What you will do> Each entry must be given again exactly; images do not belong in the copy.

Provided data Block Start

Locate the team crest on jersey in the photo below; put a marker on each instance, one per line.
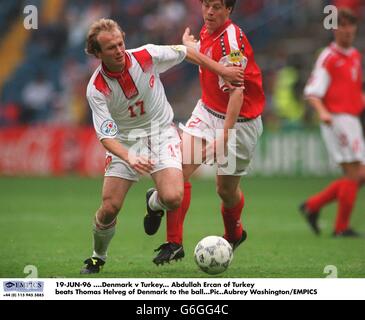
(177, 48)
(152, 81)
(236, 57)
(109, 128)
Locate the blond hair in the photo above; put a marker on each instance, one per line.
(92, 44)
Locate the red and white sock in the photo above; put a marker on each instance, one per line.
(328, 195)
(232, 221)
(346, 200)
(175, 219)
(103, 234)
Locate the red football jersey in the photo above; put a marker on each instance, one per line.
(337, 79)
(224, 45)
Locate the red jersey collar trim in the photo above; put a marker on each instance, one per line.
(337, 48)
(117, 75)
(216, 34)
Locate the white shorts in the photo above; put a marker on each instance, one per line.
(163, 149)
(241, 145)
(344, 139)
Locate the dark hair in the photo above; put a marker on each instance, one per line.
(227, 3)
(347, 15)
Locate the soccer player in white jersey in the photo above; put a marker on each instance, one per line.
(133, 120)
(335, 92)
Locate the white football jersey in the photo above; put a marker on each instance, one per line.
(125, 105)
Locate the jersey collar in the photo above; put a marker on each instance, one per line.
(117, 75)
(216, 34)
(346, 52)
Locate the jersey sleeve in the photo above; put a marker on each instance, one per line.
(235, 56)
(165, 57)
(104, 125)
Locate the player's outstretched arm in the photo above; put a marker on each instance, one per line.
(140, 164)
(230, 74)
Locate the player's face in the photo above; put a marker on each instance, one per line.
(215, 14)
(112, 49)
(345, 34)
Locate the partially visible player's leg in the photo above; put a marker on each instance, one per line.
(344, 142)
(233, 201)
(169, 189)
(347, 197)
(113, 195)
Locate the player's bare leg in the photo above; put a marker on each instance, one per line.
(113, 195)
(192, 158)
(343, 190)
(228, 189)
(168, 195)
(347, 198)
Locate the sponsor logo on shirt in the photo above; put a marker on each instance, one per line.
(109, 128)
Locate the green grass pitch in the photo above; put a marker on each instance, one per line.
(46, 222)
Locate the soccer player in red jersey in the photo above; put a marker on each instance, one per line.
(227, 118)
(335, 92)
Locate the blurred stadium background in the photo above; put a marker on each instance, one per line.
(46, 130)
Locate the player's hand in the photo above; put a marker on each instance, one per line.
(234, 75)
(140, 164)
(188, 39)
(216, 151)
(326, 117)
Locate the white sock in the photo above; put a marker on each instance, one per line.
(102, 239)
(155, 203)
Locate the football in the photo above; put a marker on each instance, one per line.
(213, 254)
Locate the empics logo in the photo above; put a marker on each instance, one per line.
(23, 286)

Provided data Block End

Answer to the exercise>
Locate the team crest on jersey in the photo below; put a marker on each instance, one per line.
(177, 48)
(152, 81)
(236, 57)
(109, 128)
Locate the blond hair in the photo above; put a marker on each instance, one per line.
(92, 44)
Locate the red and white sock in the photo above; put a marker on each instance, one per line.
(328, 195)
(232, 221)
(346, 200)
(175, 219)
(103, 234)
Locate the red football jersey in the photo above; put a marker on each instance, one per line.
(337, 79)
(224, 45)
Locate the red jersey collar trim in the photo above; put a marker on each instance, one per line.
(337, 48)
(117, 75)
(216, 34)
Locate the white shorts in the photo above; put a marker on each instance, one per line.
(163, 149)
(241, 145)
(344, 139)
Locate the dark hair in the photo above; put a marker on each instance, one per line.
(227, 3)
(347, 15)
Locate the soccer player in white jersey in the photo above; put a marker on each instance, one per line.
(133, 120)
(335, 92)
Locate the white football jersey in the photo above; put a marker on each instance, one per line.
(125, 105)
Locate the jersey collar in the photo above; put a marker on each instance, one per line.
(117, 75)
(216, 34)
(346, 52)
Locate the jersey sleeve in the photo above; put a marker on each instance, one per line.
(235, 56)
(165, 57)
(104, 125)
Locate the player's outstretched arm in the photo above; put a marker on each instance, one per line.
(140, 164)
(230, 74)
Locate the player's face in the photo above; put a marker on each instance, one per line.
(215, 14)
(112, 49)
(345, 34)
Locate the partially visible player's leg in the photo above; put a marker on each instance, one per line.
(344, 142)
(233, 201)
(169, 189)
(347, 197)
(113, 195)
Locate the player's bare leg in the photo above; put a marker on each instance, one per line.
(113, 195)
(192, 158)
(343, 190)
(228, 189)
(168, 195)
(347, 198)
Locate the sponsor logo on shirt in the photo above; put a marker on each instance, one per line.
(109, 128)
Locate the green grass pitch in the photo above; put a marker on each instance, one per line.
(46, 222)
Locate the soccer player in red jersey in the photo above; put a marker on each instance, one per line.
(227, 118)
(335, 92)
Locate the blurred stadium background in the photo above; put a marker on each instance, one per line.
(46, 130)
Locate the player's hand in the photo above; put a marker on each instance, one per line.
(234, 75)
(140, 164)
(188, 39)
(216, 151)
(326, 117)
Locate the white sock in the photo above; put a marker on each instance, one per line.
(102, 239)
(155, 203)
Locate the football in the photo above; put a marker on each instance, one per line.
(213, 254)
Locate the empics logo in the photo above; put a marker on each instance, one per line.
(23, 286)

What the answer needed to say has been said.